11日(月)、中国の全国人民代表大会(全人代)が閉幕した。
5日の全人代開幕のとき、李強首相が中国政府の活動報告を行った。中国の政治家は演説をするとき、聞き取りやすいようゆっくり明瞭に話すため、中国語を勉強している人間にとっては聞き取りやすくていい。とはいえ、全人代開幕時の首相報告は1時間以上あるのが普通なので、全部聞いていられないのだが。
今回、李強首相はこれまでより短い50分ほどの報告だったという。

また、全人代閉幕後はいつも首相が会見するのが恒例になっていたが、今年は実施されなかった。今回から、よほど特別な事情がないかぎり行わないという方針が全人代開幕前から発表されていた。
数少ない中国政府の体外説明の場をなくしたわけだ。中国政府の会見は事前に質問するメディアとその内容が決められている出来レースが多いが、それでも李強首相のような軽薄そうなタイプは口を滑らせることがある。そのリスクをなくすのが目的なのだろう。

**作業指示**: 上の全人代に関する文章のうち、「11日(月)、中国の全国人民代表大会(全人代)が閉幕した。」から「をなくすのが目的なのだろう。」までを、「李強首相」を「中国の首相」に置き換えて書き直してください。

**抜粋データ**:
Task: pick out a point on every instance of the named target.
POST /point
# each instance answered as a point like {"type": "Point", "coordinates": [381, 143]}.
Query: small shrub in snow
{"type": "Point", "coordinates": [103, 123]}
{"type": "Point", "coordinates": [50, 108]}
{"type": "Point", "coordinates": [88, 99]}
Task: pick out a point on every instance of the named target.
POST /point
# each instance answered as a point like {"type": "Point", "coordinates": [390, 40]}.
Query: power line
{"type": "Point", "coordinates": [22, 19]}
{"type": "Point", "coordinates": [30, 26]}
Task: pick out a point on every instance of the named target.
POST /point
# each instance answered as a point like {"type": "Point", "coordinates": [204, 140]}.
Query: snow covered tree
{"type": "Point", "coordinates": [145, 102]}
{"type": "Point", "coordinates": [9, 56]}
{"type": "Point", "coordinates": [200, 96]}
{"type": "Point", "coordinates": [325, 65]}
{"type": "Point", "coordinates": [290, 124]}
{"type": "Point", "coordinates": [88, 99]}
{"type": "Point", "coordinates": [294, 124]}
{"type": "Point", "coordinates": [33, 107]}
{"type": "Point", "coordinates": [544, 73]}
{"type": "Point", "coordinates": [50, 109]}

**解答欄**:
11日(月)、中国の全国人民代表大会(全人代)が閉幕した。
5日の全人代開幕のとき、中国の首相が中国政府の活動報告を行った。中国の政治家は演説をするとき、聞き取りやすいようゆっくり明瞭に話すため、中国語を勉強している人間にとっては聞き取りやすくていい。とはいえ、全人代開幕時の首相報告は1時間以上あるのが普通なので、全部聞いていられないのだが。
今回、中国の首相はこれまでより短い50分ほどの報告だったという。

また、全人代閉幕後はいつも首相が会見するのが恒例になっていたが、今年は実施されなかった。今回から、よほど特別な事情がないかぎり行わないという方針が全人代開幕前から発表されていた。
数少ない中国政府の体外説明の場をなくしたわけだ。中国政府の会見は事前に質問するメディアとその内容が決められている出来レースが多いが、それでも中国の首相のような軽薄そうなタイプは口を滑らせることがある。そのリスクをなくすのが目的なのだろう。